# ARBEITSAUFTRAG 1:
Nenne nur die Zahl: Wie viele der gespeicherten Zeilen enthalten die Zeichenfolge „positive“?

# ANALYSETEXT:
• • • • • • •

Bescheidbeschwerde – Einzel – Erkenntnis, BFG vom 01.03.2018, RV/7103544/2017

Kein Antritt zu Prüfungen in Bachelorstudium Technische Mathematik

Entscheidungstext

IM NAMEN DER REPUBLIK

Das Bundesfinanzgericht hat durch den Richter R. in der Beschwerdesache Bf. über die Beschwerde vom gegen den Bescheid der belangten Behörde Finanzamt Wien 2/20/21/22 vom betreffend Rückforderung von Familienbeihilfe und Kindergeld für S. für den Zeitraum August 2015 bis September 2016 zu Recht erkannt: 

Der Beschwerde wird gemäß § 279 BAO teilweise Folge gegeben.
Der angefochtene Bescheid wird hinsichtlich des Zeitraumes August bis November 2015 aufgehoben.

Hinsichtlich des Zeitraumes Dezember 2015 bis September 2016 wird die Beschwerde gemäß § 279 BAO als unbegründet abgewiesen.

Gegen dieses Erkenntnis ist eine Revision an den Verwaltungsgerichtshof nach Art. 133 Abs. 4 Bundes-Verfassungsgesetz (B-VG) nichtzulässig. 

Entscheidungsgründe

Das Finanzamt überprüfte den Anspruch des Bf. auf Familienbeihilfe und richtete das diesbezügliche Schreiben vom an den Beschwerdeführer (Bf.).

Der Bf. reichte, soweit beschwerdegegenständlich, für seine Tochter folgende Unterlagen ein:
- Studienbestätigung der Technischen Universität vom (WS 2015)
- Bestätigung des Studienerfolges vom (-
- Studienblatt der Universität Wien vom (WS 2016)
- Studienbestätigung der Universität Wien vom (WS 2016)

Das Finanzamt erließ den Bescheid über die Rückforderung zu Unrecht bezogener Beträge an Familienbeihilfe und Kinderabsetzbetrag vom hinsichtlich der Tochter S … des Bf. für den Zeitraum August 2015 bis September 2016 mit folgender Begründung:
Familienbeihilfenanspruch besteht nur dann, wenn die Ausbildung ernsthaft und zielstrebig betrieben wird. Dies wird dann anzunehmen sein, wenn die Vorbereitung auf die Ablegung der Prüfungen die volle Zeit des Kindes in Anspruch nimmt und das Kind zu den Prüfungsterminen innerhalb eines angemessenen Zeitraums antritt.

Mit Beschwerde vom beantrage der Bf. die Aufhebung des Bescheides und begründete dies wie folgt: 
Meine Tochter hat im Oktober mit dem Studium Technische Mathematik begonnen, sie hat auch im Wintersemester zielstrebig die Universität besucht.
Sie musste im Laufe des Wintersemesters trotz ernsthaften Studiums in dieser Zeit erkennen, dass die Technische Mathematik nicht in ihrem Interessensgebiet liegt und wollte daraufhin auf Lehramt umsteigen.

• • • • • • •

Gespeicherte Einträge
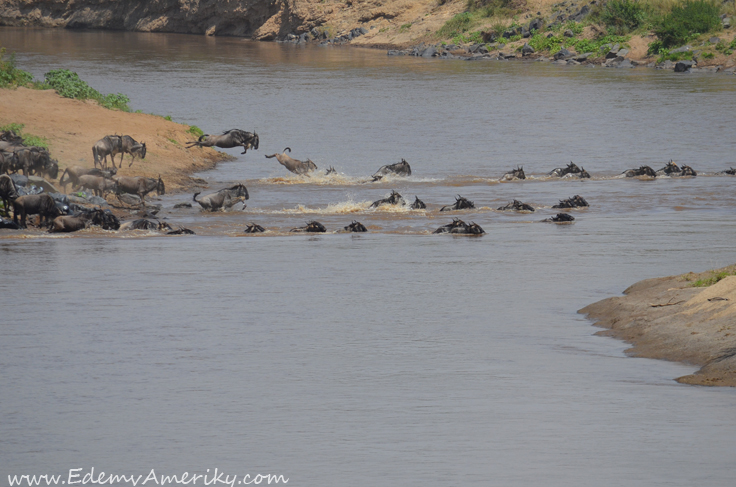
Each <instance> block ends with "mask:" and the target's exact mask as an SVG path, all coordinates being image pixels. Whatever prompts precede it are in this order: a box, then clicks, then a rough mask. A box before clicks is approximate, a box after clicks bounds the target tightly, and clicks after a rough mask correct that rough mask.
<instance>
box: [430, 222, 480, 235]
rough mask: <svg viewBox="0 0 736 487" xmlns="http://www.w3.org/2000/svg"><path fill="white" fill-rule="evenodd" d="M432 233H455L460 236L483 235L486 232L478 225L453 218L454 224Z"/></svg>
mask: <svg viewBox="0 0 736 487" xmlns="http://www.w3.org/2000/svg"><path fill="white" fill-rule="evenodd" d="M432 233H454V234H458V235H482V234H484V233H486V232H485V230H483V229H482V228H481V226H480V225H478V224H477V223H473V222H471V223H465V222H464V221H462V220H461V219H459V218H453V219H452V223H448V224H447V225H442V226H441V227H439V228H438V229H437V230H435V231H434V232H432Z"/></svg>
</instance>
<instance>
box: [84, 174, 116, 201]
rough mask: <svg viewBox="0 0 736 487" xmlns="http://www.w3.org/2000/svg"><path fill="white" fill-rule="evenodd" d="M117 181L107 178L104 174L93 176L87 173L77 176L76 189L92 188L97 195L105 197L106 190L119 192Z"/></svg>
mask: <svg viewBox="0 0 736 487" xmlns="http://www.w3.org/2000/svg"><path fill="white" fill-rule="evenodd" d="M117 186H118V185H117V183H116V182H115V181H114V180H112V179H107V178H105V177H103V176H93V175H91V174H85V175H83V176H79V178H77V185H76V187H75V189H74V191H79V189H81V188H84V189H90V190H92V192H93V193H94V194H95V196H100V197H104V196H105V192H108V191H109V192H112V193H117Z"/></svg>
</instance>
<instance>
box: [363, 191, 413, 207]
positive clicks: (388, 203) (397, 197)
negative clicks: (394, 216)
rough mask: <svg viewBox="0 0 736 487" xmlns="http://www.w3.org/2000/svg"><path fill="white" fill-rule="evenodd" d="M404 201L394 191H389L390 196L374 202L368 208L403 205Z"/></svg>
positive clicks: (374, 201)
mask: <svg viewBox="0 0 736 487" xmlns="http://www.w3.org/2000/svg"><path fill="white" fill-rule="evenodd" d="M405 204H406V201H404V198H402V197H401V195H400V194H399V193H397V192H396V191H393V190H392V191H391V195H390V196H389V197H388V198H383V199H381V200H376V201H374V202H373V203H372V204H371V206H370V207H369V208H378V207H379V206H381V205H401V206H403V205H405Z"/></svg>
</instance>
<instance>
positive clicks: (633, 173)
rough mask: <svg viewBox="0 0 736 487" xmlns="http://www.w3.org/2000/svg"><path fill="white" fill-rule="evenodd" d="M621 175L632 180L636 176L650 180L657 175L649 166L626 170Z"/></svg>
mask: <svg viewBox="0 0 736 487" xmlns="http://www.w3.org/2000/svg"><path fill="white" fill-rule="evenodd" d="M621 174H625V175H626V177H627V178H634V177H638V176H648V177H651V178H656V177H657V173H656V172H654V169H652V168H651V167H649V166H639V167H638V168H637V169H627V170H626V171H624V172H622V173H621Z"/></svg>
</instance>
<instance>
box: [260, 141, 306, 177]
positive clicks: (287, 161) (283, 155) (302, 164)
mask: <svg viewBox="0 0 736 487" xmlns="http://www.w3.org/2000/svg"><path fill="white" fill-rule="evenodd" d="M286 151H289V152H291V148H290V147H287V148H285V149H284V152H282V153H281V154H271V155H270V156H266V159H271V158H274V157H275V158H276V160H277V161H279V163H280V164H281V165H282V166H284V167H285V168H286V169H288V170H289V171H291V172H293V173H294V174H299V175H309V173H310V172H312V171H315V170H316V169H317V165H316V164H315V163H314V162H312V160H311V159H307V160H306V161H300V160H299V159H293V158H292V157H290V156H289V155H288V154H286Z"/></svg>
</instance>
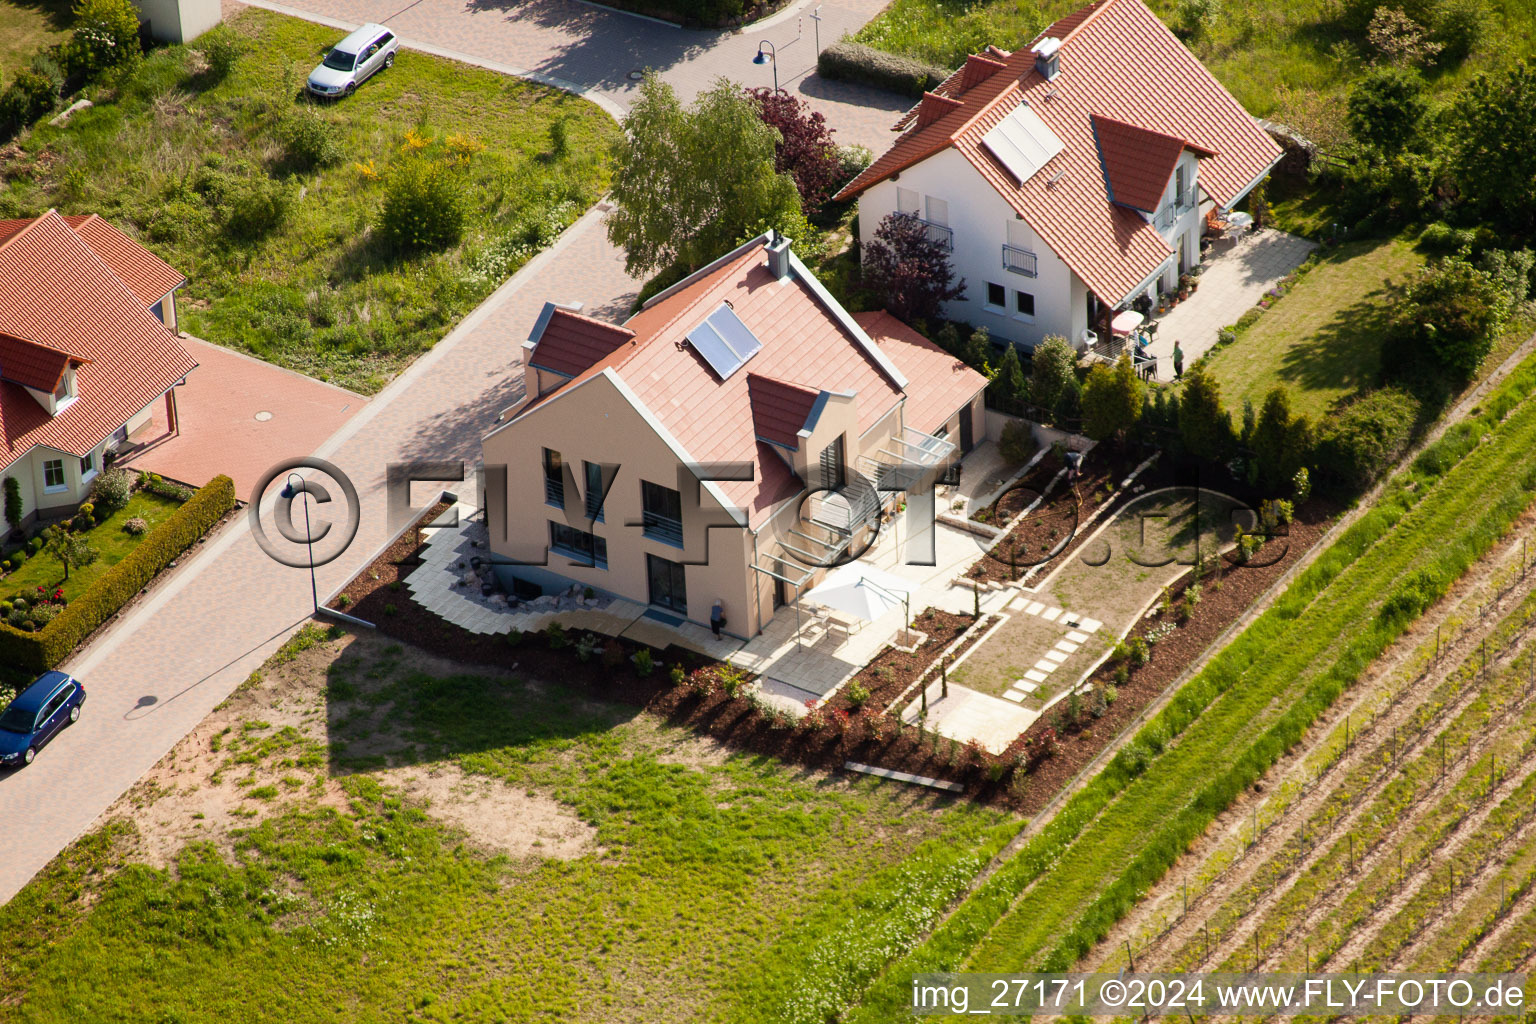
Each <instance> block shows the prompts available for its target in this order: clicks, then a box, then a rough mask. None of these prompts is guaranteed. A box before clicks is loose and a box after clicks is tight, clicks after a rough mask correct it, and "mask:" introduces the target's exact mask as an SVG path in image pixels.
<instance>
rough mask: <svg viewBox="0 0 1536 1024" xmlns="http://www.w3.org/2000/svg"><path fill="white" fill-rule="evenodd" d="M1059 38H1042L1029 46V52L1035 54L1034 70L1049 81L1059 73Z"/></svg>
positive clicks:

• • • • • • •

# ARBEITSAUFTRAG 2:
Formuliere den Absatz im Analysetext, der mit „Familienbeihilfenanspruch besteht nur dann“ beginnt, knapper und behalte seine wesentlichen Aussagen bei.

# ANTWORTFELD 1:
5

# ANTWORTFELD 2:
Familienbeihilfe steht nur zu, wenn die Ausbildung ernsthaft und zielstrebig betrieben wird. Das ist der Fall, wenn die Prüfungsvorbereitung die volle Zeit des Kindes beansprucht und es innerhalb eines angemessenen Zeitraums zu den Prüfungsterminen antritt.